» Aufgaben und Übungen:
1) Schreiben Sie aus dem Text zum Mobilitätsatlas die Stelle von "Mobilitätsatlas:So weit ist" bis einschließlich "so gefährlich wäre." wortgetreu ab.
2) Beantworten Sie anhand des Textes zum Mobilitätsatlas kurz:
(a) Welches Fortbewegungsmittel ist für viele ideal in der Stadt?
(b) Wovon wollen Norweger mehr?
(c) Wer gibt den Mobilitätsatlas heraus?

» Textauszug:

>>

Mobilitätsatlas:So weit ist die Verkehrswende

22.09.2019, Bonn, Nordrhein-Westfalen, Deutschland - Strassenkreuzung mit Fussgaengern, Fahrradfahrern, Autos, Bus und S

Das Fahrrad ist für viele das ideale Fortbewegungsmittel in der Stadt. Wenn es zwischen Autos, Schwerlastverkehr und Bussen nur nicht so gefährlich wäre.

(Foto: imago images/Rupert Oberhäuser)

Städter wollen mehr Radverkehr, Norweger mehr E-Autos, Männer sitzen viel mehr im Pkw als Frauen, Flughäfen bangen um ihre Zukunft. Der Mobilitätsatlas von Heinrich-Böll-Stiftung und Verkehrsclub Deutschland bietet Daten und Fakten zum Verkehr von heute und Ideen für morgen.

<<

» Gespeicherte Daten:
>>

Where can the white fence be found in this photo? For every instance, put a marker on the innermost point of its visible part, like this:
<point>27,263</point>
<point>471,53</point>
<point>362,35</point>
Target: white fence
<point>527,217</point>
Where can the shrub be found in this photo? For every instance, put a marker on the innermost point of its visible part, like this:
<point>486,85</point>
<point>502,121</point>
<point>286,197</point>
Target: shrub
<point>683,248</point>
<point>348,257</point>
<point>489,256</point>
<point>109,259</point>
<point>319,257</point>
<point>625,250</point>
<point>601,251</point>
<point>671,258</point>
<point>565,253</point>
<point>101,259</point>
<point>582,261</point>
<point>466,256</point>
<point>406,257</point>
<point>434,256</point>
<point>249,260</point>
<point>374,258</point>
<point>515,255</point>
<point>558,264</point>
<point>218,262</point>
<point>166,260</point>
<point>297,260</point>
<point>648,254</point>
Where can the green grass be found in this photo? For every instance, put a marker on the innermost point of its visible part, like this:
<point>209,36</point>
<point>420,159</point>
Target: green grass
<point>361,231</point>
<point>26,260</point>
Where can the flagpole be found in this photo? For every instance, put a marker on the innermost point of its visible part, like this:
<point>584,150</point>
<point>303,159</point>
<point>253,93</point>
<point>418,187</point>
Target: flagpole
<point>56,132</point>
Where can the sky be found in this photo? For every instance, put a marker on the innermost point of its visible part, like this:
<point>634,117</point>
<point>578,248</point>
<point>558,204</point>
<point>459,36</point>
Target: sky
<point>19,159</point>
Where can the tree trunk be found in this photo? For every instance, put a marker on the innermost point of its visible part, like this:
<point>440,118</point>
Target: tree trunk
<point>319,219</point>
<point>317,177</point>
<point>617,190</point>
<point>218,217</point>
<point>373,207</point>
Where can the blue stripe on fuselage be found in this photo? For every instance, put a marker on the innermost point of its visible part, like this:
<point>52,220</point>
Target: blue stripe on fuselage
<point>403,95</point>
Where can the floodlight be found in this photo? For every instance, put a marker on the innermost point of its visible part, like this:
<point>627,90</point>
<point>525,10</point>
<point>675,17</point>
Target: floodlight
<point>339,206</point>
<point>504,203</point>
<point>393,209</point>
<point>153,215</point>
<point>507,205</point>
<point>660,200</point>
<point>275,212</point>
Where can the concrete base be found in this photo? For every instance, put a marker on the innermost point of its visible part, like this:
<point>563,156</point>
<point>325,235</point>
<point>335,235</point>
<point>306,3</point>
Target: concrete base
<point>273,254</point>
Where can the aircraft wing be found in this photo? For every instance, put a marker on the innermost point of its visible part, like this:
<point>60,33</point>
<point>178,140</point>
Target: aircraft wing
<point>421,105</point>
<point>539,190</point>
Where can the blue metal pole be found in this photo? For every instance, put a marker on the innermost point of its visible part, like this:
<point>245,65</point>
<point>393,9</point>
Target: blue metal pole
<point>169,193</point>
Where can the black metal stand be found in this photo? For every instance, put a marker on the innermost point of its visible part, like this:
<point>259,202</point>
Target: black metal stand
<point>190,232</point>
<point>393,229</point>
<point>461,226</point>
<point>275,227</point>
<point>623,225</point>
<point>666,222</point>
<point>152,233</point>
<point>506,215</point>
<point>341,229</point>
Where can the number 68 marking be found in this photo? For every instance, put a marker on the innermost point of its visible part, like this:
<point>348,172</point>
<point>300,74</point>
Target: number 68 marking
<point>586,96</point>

<<

» Gelöste Aufgaben:
1)
Mobilitätsatlas:So weit ist die Verkehrswende

22.09.2019, Bonn, Nordrhein-Westfalen, Deutschland - Strassenkreuzung mit Fussgaengern, Fahrradfahrern, Autos, Bus und S

Das Fahrrad ist für viele das ideale Fortbewegungsmittel in der Stadt. Wenn es zwischen Autos, Schwerlastverkehr und Bussen nur nicht so gefährlich wäre.

2)
(a) Das Fahrrad.
(b) Von E-Autos.
(c) Die Heinrich-Böll-Stiftung und der Verkehrsclub Deutschland.